(Point placement records)
···
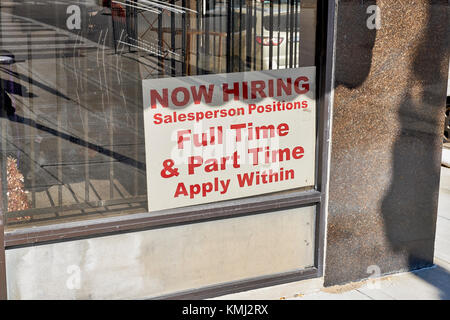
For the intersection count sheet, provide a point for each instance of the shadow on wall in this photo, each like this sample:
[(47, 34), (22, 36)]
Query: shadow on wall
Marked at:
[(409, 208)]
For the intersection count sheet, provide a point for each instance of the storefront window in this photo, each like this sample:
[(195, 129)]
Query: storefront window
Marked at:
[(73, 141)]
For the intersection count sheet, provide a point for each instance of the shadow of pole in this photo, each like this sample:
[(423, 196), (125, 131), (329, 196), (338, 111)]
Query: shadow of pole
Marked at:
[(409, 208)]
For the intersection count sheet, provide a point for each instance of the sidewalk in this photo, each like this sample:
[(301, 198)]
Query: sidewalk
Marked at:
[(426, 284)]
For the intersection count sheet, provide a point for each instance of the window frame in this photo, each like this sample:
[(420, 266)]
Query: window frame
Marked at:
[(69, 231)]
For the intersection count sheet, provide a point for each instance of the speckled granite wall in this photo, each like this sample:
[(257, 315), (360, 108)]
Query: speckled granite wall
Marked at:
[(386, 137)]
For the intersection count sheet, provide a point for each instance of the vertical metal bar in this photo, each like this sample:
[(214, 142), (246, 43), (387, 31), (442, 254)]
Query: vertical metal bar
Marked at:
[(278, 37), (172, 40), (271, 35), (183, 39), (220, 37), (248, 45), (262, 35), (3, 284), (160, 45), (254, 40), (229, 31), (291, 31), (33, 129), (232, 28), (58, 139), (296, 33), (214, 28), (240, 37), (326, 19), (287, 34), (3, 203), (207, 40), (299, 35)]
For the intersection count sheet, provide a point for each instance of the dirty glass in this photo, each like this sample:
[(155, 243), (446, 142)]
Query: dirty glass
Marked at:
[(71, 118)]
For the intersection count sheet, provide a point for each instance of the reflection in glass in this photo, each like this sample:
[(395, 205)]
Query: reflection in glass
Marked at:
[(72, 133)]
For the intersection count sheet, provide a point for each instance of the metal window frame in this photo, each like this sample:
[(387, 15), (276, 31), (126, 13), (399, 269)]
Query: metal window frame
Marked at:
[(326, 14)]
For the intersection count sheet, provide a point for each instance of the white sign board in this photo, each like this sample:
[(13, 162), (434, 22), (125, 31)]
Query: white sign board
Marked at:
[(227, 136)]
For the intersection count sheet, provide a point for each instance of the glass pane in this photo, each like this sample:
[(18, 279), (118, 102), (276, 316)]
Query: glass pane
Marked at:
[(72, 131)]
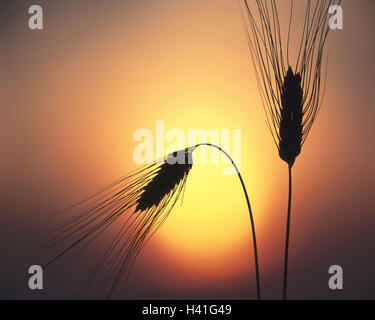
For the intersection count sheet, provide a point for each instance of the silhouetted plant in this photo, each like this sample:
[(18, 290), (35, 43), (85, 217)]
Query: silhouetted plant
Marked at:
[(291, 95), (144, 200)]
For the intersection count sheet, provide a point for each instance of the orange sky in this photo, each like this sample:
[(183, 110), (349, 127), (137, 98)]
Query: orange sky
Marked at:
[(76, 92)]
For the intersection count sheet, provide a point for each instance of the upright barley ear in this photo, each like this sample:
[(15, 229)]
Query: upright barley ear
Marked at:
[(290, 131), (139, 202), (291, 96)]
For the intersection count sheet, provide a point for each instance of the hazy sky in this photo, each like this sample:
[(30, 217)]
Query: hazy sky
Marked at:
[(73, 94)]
···
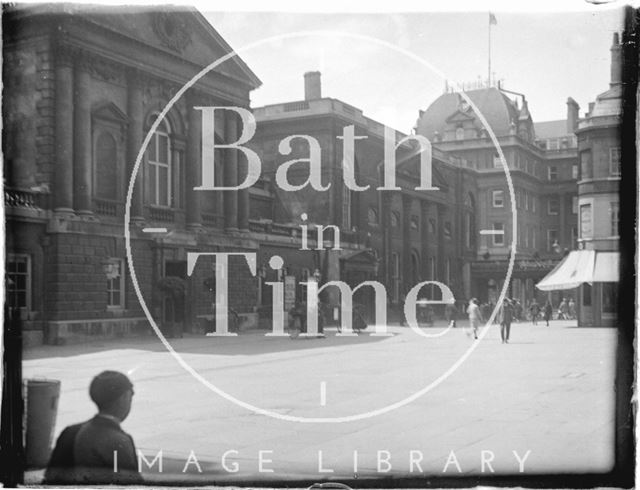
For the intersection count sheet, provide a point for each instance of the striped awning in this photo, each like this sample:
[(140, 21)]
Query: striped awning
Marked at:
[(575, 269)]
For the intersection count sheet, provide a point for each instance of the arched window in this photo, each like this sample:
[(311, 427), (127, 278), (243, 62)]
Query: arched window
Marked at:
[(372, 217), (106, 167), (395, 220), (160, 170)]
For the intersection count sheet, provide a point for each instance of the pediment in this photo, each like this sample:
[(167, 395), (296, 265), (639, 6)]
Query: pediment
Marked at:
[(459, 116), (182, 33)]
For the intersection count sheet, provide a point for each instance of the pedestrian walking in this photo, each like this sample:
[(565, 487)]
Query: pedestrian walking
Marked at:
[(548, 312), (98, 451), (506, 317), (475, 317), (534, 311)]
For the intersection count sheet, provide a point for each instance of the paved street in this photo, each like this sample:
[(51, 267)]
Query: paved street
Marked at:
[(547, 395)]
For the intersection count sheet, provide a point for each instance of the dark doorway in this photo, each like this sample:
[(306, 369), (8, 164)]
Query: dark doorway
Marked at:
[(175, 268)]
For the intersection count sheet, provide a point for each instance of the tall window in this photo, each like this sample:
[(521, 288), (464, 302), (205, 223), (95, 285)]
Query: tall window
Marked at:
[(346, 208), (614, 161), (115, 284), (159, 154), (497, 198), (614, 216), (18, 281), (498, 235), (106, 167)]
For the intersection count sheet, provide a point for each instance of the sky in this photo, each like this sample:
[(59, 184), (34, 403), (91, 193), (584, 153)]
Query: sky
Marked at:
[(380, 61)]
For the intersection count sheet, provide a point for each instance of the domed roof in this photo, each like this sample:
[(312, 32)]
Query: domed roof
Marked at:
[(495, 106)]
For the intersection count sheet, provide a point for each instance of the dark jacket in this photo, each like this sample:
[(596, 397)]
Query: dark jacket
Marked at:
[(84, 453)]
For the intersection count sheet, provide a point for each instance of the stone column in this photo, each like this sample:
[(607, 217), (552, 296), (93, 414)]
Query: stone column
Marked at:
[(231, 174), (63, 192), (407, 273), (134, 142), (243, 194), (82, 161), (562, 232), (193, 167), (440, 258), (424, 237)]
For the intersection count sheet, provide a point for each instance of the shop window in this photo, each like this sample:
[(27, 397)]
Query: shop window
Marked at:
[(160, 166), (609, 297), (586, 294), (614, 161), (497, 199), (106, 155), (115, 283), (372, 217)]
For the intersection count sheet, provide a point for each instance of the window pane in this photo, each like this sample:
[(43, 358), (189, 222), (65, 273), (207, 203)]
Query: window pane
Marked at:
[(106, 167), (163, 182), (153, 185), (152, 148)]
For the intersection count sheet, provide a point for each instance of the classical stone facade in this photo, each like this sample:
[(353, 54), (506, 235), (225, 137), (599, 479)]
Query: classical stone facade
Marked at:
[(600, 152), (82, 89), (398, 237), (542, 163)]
···
* [Exercise goal]
Copy out every line of the data, starting at the line that contains "of the paved" and ending at the line that contains "[(175, 268)]". Add 21 to each coordinate in the marked points, and leave all other numbers as they are.

* [Result]
For the intersection count sheet, provide a point for each instance of the paved street in this photo, each like this sample:
[(51, 267)]
Query: paved street
Marked at:
[(568, 416)]
For the intersection count sheet, provide a point for each instance of the dark doorway in this photo, each like this sample:
[(306, 369), (8, 164)]
Query: dark doorway
Marked at:
[(196, 289)]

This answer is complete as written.